DOCUMENT PASSAGE =
****************

Re: "rtdm/nrtsig: move inband work description off the stack"

From: Philippe Gerum <rpm@xenomai.org>
To: Jan Kiszka <jan.kiszka@siemens.com>
Cc: Xenomai <xenomai@xenomai.org>
Subject: Re: "rtdm/nrtsig: move inband work description off the stack"
Date: Wed, 02 Jun 2021 08:51:21 +0200	[thread overview]
Message-ID: <87h7ighi8m.fsf@xenomai.org> (raw)
In-Reply-To: <1ea00a75-379d-3d7f-cb33-406f8188d38e@siemens.com>

Jan Kiszka <jan.kiszka@siemens.com> writes:

> On 26.05.21 15:52, Philippe Gerum wrote:
>> 
>> Jan Kiszka <jan.kiszka@siemens.com> writes:
>> 
>>> On 25.05.21 15:20, Philippe Gerum wrote:
>>>>
>>>> Jan Kiszka <jan.kiszka@siemens.com> writes:
>>>>
>>>>> On 25.05.21 14:37, Philippe Gerum wrote:
>>>>>>
>>>>>> Jan Kiszka <jan.kiszka@siemens.com> writes:
>>>>>>
>>>>>>> On 25.05.21 12:01, Philippe Gerum wrote:
>>>>>>>>
>>>>>>>> Jan Kiszka <jan.kiszka@siemens.com> writes:
>>>>>>>>
>>>>>>>>> On 25.05.21 10:46, Philippe Gerum wrote:
>>>>>>>>>>
>>>>>>>>>> Jan Kiszka <jan.kiszka@siemens.com> writes:
>>>>>>>>>>
>>>>>>>>>>> Hi Philippe,
>>>>>>>>>>>
>>>>>>>>>>> [1] makes rtdm_schedule_nrt_work a rather heavyweight service, compared
>>>>>>>>>>> to what it was (and even over I-pipe). xnmalloc is nothing you would
>>>>>>>>>>> expect from a "send a signal" service, specifically from
>>>>>>>>>>> rtdm_nrtsig_pend which does not even make use of the sending extra payload.

****************

SHORT PROBLEM = Retype the part of the mailing-list reply above, starting at "From: Philippe Gerum" and ending at "Message-ID: <87h7ighi8m.fsf@xenomai.org> (raw)", with no changes.

****************

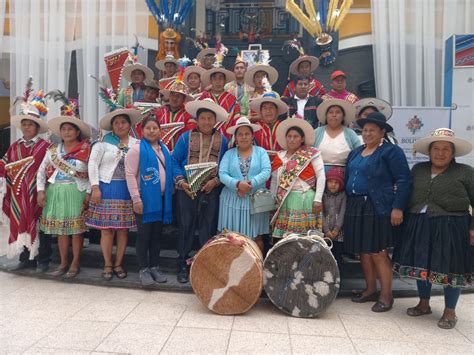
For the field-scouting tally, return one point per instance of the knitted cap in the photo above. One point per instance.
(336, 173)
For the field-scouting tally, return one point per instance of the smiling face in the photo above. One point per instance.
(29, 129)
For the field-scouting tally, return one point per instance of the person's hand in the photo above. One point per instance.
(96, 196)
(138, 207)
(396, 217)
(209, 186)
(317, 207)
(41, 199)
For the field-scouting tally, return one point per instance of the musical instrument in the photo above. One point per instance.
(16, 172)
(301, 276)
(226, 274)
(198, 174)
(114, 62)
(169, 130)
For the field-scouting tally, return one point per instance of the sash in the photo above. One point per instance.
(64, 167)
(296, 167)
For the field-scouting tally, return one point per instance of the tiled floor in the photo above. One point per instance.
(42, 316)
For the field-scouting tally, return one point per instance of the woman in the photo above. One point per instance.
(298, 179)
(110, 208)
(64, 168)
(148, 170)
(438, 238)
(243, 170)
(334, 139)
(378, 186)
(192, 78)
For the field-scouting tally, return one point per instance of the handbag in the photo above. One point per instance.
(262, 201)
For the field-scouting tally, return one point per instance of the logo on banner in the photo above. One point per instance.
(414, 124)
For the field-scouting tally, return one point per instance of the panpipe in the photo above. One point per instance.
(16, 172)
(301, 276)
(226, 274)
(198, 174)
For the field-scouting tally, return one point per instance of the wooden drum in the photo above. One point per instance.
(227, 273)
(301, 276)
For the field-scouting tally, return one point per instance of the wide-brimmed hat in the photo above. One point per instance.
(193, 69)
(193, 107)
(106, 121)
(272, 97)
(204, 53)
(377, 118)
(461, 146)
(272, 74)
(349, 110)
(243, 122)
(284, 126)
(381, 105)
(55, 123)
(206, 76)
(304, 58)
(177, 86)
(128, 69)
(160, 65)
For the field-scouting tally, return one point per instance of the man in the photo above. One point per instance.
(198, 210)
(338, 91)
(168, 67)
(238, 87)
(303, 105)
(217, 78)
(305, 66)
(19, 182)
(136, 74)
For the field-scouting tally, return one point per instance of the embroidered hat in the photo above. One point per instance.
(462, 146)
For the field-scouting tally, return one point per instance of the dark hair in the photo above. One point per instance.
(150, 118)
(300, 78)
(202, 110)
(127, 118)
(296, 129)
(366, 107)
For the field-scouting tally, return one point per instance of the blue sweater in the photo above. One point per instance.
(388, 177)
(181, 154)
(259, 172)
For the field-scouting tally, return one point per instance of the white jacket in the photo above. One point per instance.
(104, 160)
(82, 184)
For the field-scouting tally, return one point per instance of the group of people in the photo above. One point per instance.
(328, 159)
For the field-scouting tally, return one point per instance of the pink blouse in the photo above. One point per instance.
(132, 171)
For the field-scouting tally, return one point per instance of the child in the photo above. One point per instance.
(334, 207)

****************

REPLY =
From: Philippe Gerum <rpm@xenomai.org>
To: Jan Kiszka <jan.kiszka@siemens.com>
Cc: Xenomai <xenomai@xenomai.org>
Subject: Re: "rtdm/nrtsig: move inband work description off the stack"
Date: Wed, 02 Jun 2021 08:51:21 +0200	[thread overview]
Message-ID: <87h7ighi8m.fsf@xenomai.org> (raw)